(Stored items)
[Start of Attachment]

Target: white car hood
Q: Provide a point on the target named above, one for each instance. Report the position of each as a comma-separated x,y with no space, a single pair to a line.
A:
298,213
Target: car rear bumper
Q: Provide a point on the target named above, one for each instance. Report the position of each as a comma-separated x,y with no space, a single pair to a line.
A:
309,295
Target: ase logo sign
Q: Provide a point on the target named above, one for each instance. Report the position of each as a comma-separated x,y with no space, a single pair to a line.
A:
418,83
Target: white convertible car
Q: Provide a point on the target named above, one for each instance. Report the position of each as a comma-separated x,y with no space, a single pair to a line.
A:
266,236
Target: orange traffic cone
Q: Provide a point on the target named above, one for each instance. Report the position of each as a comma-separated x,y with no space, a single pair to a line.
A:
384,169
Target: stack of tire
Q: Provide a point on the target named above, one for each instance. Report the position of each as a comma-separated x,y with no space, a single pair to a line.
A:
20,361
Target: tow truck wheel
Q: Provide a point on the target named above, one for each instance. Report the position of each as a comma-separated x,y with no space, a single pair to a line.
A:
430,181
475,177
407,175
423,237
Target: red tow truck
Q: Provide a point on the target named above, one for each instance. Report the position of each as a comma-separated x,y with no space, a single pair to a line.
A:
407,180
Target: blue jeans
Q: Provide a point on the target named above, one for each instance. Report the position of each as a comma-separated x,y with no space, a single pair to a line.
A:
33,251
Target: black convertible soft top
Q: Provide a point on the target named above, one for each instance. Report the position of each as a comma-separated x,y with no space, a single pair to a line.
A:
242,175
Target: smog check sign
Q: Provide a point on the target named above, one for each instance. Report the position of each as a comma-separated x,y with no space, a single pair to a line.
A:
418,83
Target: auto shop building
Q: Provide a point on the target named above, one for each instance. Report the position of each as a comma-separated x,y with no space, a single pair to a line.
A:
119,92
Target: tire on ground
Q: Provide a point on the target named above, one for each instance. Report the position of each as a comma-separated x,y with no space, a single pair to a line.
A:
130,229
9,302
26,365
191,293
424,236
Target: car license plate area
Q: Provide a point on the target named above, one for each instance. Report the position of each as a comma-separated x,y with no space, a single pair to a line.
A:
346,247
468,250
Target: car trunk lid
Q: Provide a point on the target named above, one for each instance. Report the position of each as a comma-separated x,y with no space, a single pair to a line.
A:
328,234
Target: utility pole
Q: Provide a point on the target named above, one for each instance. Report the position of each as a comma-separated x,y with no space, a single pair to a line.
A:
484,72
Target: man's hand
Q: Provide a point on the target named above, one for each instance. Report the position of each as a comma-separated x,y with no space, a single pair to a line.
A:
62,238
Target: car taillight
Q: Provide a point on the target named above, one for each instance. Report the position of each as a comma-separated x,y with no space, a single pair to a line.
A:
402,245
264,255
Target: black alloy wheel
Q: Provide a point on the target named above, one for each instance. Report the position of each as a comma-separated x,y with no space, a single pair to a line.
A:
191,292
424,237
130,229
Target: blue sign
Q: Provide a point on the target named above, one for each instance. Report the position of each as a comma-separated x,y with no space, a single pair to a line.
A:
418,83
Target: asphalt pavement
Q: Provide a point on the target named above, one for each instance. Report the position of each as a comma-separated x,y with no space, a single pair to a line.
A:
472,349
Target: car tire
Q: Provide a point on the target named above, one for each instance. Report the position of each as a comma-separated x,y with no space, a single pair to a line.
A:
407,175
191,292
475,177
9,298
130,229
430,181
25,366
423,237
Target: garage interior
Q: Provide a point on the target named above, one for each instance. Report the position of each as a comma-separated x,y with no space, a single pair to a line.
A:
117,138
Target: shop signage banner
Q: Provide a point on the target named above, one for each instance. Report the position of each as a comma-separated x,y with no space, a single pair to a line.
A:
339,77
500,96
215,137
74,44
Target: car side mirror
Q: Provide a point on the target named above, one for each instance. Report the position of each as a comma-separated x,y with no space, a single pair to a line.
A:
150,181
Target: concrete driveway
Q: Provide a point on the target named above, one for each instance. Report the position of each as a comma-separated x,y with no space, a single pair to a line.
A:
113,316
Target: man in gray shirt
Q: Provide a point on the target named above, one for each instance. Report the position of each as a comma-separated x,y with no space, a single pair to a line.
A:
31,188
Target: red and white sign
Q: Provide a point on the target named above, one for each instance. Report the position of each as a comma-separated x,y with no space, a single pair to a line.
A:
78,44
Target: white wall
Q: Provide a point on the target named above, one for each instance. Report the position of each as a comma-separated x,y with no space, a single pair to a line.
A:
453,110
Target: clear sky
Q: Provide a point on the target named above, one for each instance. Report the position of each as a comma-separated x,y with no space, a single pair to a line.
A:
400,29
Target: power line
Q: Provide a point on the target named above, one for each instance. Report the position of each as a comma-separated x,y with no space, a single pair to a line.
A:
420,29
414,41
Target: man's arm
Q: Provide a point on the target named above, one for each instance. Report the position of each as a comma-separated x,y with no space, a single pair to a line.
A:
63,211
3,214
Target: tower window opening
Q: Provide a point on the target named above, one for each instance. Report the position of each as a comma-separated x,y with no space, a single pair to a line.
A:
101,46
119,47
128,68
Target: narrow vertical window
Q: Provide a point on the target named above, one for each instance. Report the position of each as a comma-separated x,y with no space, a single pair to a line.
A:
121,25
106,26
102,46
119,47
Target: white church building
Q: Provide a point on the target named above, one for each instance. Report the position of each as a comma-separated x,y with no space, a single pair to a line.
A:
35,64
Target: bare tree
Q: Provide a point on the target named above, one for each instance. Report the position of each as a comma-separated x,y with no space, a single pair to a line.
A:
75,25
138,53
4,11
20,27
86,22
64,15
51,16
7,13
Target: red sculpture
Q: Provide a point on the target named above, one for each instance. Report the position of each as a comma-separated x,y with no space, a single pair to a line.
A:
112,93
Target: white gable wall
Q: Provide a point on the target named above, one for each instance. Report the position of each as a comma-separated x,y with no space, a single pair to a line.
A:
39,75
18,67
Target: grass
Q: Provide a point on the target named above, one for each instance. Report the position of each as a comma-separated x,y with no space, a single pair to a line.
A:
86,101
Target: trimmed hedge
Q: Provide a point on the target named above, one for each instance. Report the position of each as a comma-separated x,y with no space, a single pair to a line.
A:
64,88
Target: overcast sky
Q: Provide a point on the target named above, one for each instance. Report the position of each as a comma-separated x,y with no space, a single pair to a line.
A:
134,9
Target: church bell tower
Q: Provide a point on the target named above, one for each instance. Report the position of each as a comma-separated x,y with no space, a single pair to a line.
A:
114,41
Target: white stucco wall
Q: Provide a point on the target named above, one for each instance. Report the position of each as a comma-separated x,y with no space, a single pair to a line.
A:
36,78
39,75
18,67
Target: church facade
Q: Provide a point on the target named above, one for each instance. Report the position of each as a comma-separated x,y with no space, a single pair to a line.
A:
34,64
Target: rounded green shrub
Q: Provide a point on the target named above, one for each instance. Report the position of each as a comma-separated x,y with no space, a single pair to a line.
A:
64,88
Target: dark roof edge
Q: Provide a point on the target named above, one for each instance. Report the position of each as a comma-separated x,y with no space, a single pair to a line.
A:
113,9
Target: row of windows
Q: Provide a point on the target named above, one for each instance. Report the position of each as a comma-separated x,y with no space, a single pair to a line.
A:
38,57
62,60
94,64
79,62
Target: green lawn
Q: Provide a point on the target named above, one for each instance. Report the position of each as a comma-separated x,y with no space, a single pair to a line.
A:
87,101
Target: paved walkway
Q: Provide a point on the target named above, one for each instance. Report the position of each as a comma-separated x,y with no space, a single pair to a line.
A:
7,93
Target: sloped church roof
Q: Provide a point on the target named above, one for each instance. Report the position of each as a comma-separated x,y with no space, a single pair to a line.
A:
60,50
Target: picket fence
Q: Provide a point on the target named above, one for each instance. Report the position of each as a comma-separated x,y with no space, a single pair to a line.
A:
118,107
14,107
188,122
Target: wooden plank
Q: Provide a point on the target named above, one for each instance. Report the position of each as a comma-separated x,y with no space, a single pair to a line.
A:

[End of Attachment]

▶ Your task:
Copy out the entries exactly. Begin at the first line and end with the line that has "Target: white convertible car".

▶ Task response:
Target: white car hood
Q: Provide a point on the target named above, one for each instance. Report the position of each as a comma-separated x,y with no space, a single pair to a line.
A:
298,213
Target: car rear bumper
Q: Provide a point on the target named above, one for each instance. Report the position of each as a comma-separated x,y with no space, a single pair to a line.
A:
309,295
Target: ase logo sign
Q: Provide a point on the target named above, one for each instance. Report the position of each as a comma-separated x,y with no space, a single pair to a line.
A:
418,83
Target: white convertible car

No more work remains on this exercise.